# Set problem:
According to the cycling blog entries below, where will Eurobike come next year?

# Passage:
>> start
Tuesday, October 31, 2006

The Cycliste Moderne, October 31, 2006

I have not written for a while due to the man keeping me away from bikes that and the fact there has not been a lot of true bike stuff to write about. So here we go:

Head Injuries are Bad

I had been getting a lot of rides in prior to the time change. Last week, however, things got sidetracked as a result of me slipping and falling down my garage stairs. I hit my head on a filing cabinet, gashed open the back of my head, bled all over the place and spent the rest of the week trying to make my brain work right. As a result it was late in the week before I felt well enough to go for a ride. Once I finally got rides in on Friday and Saturday they were not very good rides as it did not take long for my head pain to return. It reaffirmed to me the importance of protecting your head when you ride because as my wife put it, “if anything happens to your brain, we are pretty well screwed at Cycliste Moderne.” A week later I am still dealing with a constant headache and occasional brain scatter.

Tour de France Launch

The ASO announced the route for the 2007 Tour de France. Notwithstanding the speculation as to the course next year which proved to be incorrect, i.e. no return to Mont Ventoux, no return to Puy de Dome for the first time in a generation, no team time trial, a fairly classic route was announced. However, the one big change is the fact that the first individual time trial does not come until Stage 13, until after the race goes through the Alps. With two individual time trials of 54km and 55 km in the last eight days of the Tour before sandwiched around three tough mountain stages in the Pyrennees, next year's Tour will be boring for two weeks and incredibly exciting for the last week. Unfortunately, I will be at a conference that week and likely not to have access to Tour coverage on VS. (what OLN has become now that it also has football and boxing). We will talk more about this in coming editions.

Competing Trade Shows

Velonews.com and Bicycle Retailer and Industry News both reported this week that the organizers of Eurobike, Europe’s largest cycling trade show, were going to go head to head with Interbike, America’s largest cycling trade show, starting next year. Eurobike will come to Portland, Oregon, next year. Typically, a few years after two trade shows take each other on, neither exists. Hope it does not happen, but it may be a lot of fun to road trip to Portland next fall.

Operacion Puerto Shake Out is Good for Lawyers

I kind of wish I was a Euro-Bike-Lawyer at the moment. Between the contractual disputes over the ProTour license for the Astana team, the Spanish judiciary’s announcement that its investigative files cannot be used for discipline until the criminal investigation is concluded, the Italian cycling federation’s absolution of Ivan Basso, threats of litigation over the injury to careers and reputations after the exclusion of ten of the biggest names in cycling from the Tour de France, and the contractual negotiations of all the riders who are now looking for teams, Euro-Bike-Lawyers are fully employed right now.

Sunday, October 15, 2006

The Cycliste Moderne, October 15, 2006

STP Preview

It is not too early to think about next summer's rides. I think I have convinced Mrs. Cycliste Moderne to do Seattle to Portland with me on our tandem in one day. I have a conference in New York the following weekend and I do not ride on Sundays, so that means a one day ride, July 14, 2007. It is a great event but an event that you need to have a buddy to do right. I figure a tandem is the best way to ensure your buddy sticks with you. If anybody is interested in joining us next July, let me know. We are thinking about driving to Portland on the Thursday before the ride, then taking the bus they run from Portland on Friday and staying in the UW dorms Friday night, ride Saturday and drive home on Sunday. Another buddy is talking about doing LOTOJA in September, which is a much more intense event. STP is like riding in Flanders, LOTOJA is like riding in the Alps.
>> end
# Provided material:
>> start
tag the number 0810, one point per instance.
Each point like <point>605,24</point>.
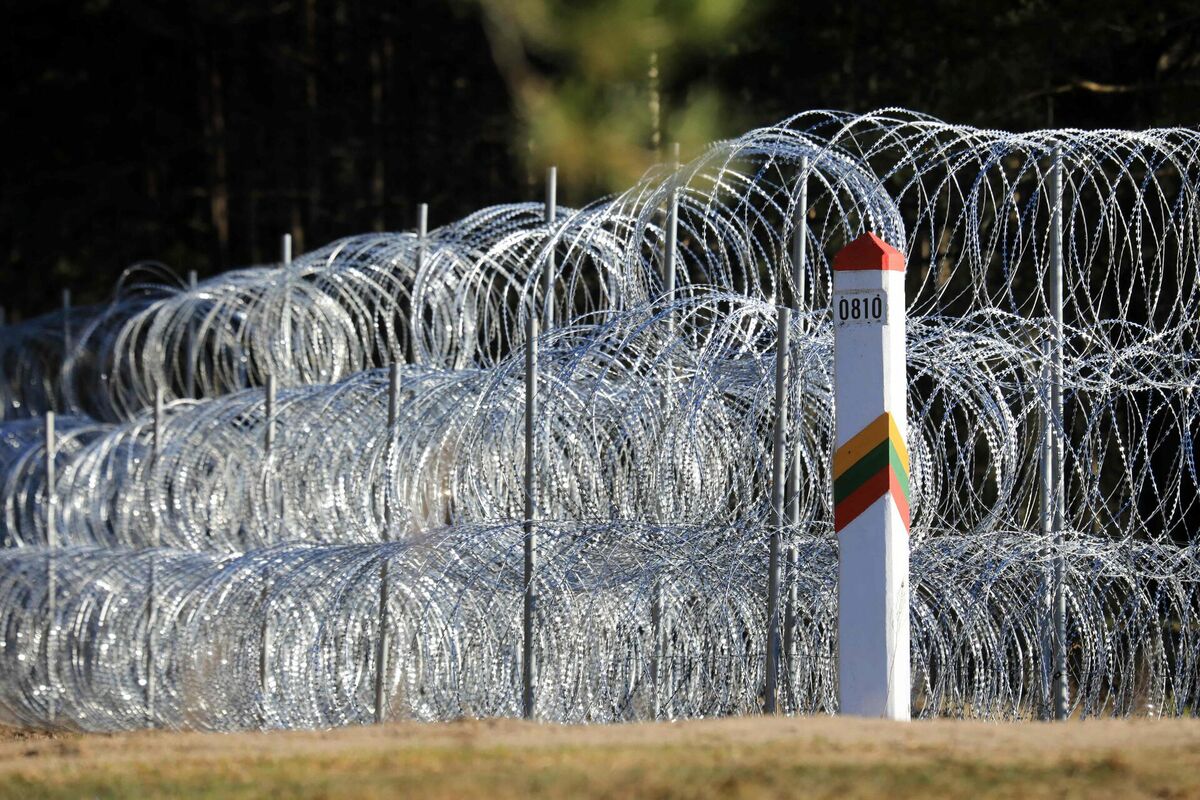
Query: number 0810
<point>859,308</point>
>> end
# Answer to the problem:
Portland, Oregon.